* [Action item]: Look through the data below, and copy each line that carries the word "kindly".

* [Records shown]:
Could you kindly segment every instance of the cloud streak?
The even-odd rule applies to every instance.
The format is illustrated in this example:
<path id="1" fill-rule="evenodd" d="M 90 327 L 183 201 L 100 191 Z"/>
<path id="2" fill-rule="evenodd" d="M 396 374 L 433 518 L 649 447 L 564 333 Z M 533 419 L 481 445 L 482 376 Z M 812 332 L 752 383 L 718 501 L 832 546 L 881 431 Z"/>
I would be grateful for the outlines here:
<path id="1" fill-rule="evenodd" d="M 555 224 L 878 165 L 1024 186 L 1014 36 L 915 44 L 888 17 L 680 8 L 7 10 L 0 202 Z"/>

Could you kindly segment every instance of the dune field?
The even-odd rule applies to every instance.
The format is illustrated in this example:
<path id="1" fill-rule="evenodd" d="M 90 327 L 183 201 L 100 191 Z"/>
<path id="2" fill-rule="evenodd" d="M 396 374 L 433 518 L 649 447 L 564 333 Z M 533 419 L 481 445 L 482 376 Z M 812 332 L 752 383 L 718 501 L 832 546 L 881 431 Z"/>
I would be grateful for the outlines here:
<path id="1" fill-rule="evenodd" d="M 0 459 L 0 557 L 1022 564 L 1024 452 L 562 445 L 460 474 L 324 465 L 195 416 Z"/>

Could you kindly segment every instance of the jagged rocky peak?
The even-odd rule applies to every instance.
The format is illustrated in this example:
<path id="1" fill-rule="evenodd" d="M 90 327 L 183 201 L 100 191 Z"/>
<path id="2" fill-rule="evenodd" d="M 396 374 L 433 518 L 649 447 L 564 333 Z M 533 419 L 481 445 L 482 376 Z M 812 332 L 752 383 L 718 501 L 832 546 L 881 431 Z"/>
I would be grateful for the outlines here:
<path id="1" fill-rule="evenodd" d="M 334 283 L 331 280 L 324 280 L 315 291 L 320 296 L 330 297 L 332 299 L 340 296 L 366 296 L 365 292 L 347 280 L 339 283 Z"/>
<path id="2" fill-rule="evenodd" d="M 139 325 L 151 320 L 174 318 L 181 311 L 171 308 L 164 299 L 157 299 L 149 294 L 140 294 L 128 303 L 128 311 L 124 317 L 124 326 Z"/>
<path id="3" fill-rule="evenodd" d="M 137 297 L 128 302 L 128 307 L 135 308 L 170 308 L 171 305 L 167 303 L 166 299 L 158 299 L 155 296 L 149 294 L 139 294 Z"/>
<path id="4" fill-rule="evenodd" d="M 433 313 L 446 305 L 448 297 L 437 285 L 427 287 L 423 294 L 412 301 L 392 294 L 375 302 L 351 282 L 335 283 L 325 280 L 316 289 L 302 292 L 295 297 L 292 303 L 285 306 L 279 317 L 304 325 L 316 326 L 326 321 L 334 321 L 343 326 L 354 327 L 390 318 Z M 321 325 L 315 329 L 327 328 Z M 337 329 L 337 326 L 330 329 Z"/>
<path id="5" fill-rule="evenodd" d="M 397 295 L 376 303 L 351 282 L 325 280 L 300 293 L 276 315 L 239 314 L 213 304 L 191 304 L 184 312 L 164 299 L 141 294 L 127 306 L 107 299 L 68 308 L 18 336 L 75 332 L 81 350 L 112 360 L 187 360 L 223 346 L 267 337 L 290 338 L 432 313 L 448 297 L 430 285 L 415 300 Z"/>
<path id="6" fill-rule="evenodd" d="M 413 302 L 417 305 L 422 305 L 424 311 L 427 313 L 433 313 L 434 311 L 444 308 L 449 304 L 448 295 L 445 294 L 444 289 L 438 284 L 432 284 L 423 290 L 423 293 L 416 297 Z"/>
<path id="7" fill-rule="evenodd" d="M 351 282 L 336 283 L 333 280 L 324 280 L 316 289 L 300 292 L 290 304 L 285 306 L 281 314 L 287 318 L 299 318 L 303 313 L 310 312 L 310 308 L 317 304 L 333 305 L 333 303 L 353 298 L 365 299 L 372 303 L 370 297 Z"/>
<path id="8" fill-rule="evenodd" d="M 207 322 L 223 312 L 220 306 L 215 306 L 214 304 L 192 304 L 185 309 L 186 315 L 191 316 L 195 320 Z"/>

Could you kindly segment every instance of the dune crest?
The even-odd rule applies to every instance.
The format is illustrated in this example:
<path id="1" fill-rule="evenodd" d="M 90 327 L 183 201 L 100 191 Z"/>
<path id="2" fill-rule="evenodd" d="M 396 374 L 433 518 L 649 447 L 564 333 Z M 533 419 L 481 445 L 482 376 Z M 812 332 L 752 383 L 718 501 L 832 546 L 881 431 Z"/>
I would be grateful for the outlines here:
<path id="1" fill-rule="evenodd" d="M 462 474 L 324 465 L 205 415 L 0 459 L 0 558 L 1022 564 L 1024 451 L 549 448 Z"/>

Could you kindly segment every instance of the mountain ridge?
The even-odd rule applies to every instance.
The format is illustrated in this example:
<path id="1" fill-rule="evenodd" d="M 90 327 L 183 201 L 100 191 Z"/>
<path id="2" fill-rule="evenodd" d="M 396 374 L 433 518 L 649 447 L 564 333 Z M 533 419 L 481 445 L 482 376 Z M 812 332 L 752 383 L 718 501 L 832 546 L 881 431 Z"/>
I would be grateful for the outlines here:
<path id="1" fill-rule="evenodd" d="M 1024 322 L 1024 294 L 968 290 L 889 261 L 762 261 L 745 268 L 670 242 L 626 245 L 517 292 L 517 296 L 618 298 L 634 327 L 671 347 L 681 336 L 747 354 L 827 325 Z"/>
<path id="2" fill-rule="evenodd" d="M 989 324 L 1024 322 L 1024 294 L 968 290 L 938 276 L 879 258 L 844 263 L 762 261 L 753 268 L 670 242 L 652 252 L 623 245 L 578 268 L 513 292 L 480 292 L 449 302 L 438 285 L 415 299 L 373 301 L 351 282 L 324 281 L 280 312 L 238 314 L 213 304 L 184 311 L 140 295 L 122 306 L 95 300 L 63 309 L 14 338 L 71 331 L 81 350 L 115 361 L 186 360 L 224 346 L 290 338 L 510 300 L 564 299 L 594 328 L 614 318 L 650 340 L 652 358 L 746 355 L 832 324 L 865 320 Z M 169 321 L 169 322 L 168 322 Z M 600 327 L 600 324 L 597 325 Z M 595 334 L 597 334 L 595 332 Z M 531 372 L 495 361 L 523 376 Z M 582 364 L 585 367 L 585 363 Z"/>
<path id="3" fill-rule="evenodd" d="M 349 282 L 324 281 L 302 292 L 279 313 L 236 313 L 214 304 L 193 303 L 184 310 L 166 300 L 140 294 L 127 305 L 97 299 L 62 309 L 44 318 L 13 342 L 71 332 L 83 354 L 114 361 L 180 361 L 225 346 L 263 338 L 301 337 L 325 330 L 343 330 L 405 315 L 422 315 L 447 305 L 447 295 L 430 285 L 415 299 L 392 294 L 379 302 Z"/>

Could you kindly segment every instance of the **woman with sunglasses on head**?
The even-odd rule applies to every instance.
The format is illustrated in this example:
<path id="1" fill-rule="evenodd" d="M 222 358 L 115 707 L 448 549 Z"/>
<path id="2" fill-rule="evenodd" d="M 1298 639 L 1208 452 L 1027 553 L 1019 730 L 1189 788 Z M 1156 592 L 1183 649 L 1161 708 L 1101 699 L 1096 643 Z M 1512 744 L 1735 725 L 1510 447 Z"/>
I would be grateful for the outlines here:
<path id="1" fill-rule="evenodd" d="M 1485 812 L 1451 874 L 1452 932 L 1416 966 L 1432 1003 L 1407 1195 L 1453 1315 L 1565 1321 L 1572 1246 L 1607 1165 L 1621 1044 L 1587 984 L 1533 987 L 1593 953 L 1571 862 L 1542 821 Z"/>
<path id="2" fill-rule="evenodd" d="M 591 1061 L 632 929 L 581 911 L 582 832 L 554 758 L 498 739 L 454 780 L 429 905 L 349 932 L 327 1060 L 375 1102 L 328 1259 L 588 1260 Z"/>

* [Your response]:
Could you kindly segment every instance of the cloud streak?
Could you kindly segment every instance of the dune field?
Could you kindly segment every instance of the jagged rocky peak?
Could you kindly segment every instance of the dune crest?
Could you kindly segment every instance of the mountain ridge?
Could you kindly segment every instance of the **woman with sunglasses on head**?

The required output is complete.